## [What to work on]
Please edit the stretch of the listing from the line containing "instances of stadium" through the line containing "[0,188,343,392]", changing "navy" to "dark blue" and keeping everything else the same. Give only those lines.

**** Material

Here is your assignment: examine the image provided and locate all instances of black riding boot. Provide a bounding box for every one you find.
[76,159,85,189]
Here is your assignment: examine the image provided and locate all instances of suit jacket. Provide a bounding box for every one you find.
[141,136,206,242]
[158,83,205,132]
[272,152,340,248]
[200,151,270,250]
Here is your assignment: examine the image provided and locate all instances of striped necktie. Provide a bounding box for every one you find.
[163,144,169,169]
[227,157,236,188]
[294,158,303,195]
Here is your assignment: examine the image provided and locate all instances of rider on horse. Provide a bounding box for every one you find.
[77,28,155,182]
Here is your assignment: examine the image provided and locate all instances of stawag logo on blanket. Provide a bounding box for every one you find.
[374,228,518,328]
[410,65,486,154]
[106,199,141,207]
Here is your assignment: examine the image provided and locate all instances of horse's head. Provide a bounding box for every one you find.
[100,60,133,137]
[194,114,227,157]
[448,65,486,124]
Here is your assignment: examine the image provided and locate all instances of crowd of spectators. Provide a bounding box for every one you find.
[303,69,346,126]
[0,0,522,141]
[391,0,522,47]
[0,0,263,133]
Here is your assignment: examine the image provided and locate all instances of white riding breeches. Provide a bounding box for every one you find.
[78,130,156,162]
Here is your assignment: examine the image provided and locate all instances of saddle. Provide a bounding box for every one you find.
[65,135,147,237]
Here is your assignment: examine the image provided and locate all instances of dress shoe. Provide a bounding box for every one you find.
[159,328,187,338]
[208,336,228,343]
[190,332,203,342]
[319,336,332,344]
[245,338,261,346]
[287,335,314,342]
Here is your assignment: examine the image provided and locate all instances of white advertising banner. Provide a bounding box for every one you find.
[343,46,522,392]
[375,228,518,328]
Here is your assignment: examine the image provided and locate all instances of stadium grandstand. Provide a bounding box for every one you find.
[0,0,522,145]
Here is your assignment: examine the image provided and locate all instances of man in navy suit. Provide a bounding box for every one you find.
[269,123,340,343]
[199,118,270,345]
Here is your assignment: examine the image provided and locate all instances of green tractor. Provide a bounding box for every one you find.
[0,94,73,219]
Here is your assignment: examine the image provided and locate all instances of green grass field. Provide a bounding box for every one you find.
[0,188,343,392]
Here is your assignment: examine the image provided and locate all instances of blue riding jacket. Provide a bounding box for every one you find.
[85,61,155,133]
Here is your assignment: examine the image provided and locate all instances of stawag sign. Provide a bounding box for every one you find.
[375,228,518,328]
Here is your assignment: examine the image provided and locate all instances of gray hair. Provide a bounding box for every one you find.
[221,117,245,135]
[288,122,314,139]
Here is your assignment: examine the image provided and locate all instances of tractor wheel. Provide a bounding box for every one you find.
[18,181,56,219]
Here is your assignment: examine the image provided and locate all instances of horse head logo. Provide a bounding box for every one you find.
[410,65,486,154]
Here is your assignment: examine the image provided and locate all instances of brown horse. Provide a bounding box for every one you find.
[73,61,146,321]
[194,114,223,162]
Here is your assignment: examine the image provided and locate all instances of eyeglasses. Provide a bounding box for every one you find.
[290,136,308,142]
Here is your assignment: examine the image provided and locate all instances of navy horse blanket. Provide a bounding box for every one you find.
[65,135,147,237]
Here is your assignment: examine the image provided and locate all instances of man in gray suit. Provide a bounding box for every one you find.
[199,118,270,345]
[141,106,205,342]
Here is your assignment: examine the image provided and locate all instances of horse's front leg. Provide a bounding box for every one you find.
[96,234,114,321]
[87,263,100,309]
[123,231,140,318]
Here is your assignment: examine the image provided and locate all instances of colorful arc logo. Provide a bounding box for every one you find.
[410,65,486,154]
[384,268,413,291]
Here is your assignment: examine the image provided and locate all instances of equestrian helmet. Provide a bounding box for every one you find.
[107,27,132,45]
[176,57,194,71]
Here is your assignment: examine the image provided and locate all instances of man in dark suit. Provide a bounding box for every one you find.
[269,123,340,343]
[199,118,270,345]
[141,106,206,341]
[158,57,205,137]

********

## [Answer to this exercise]
Here is your assignment: examine the image provided and locate all instances of stadium grandstand. Provide a bounding box for every one you find.
[0,0,522,145]
Here is your assignment: examine the image provided and locate all instances of man in dark blue suit. Provide a bounding box for every one you find.
[269,123,340,343]
[199,118,270,345]
Here is your assignment: examine the image provided and locate all instances of green tractor. Provide a bounding box for every one you find.
[0,94,73,219]
Here is your assignment: examine the image provided and locate all instances of green grass field. Provide a bounding box for every one you find.
[0,188,343,392]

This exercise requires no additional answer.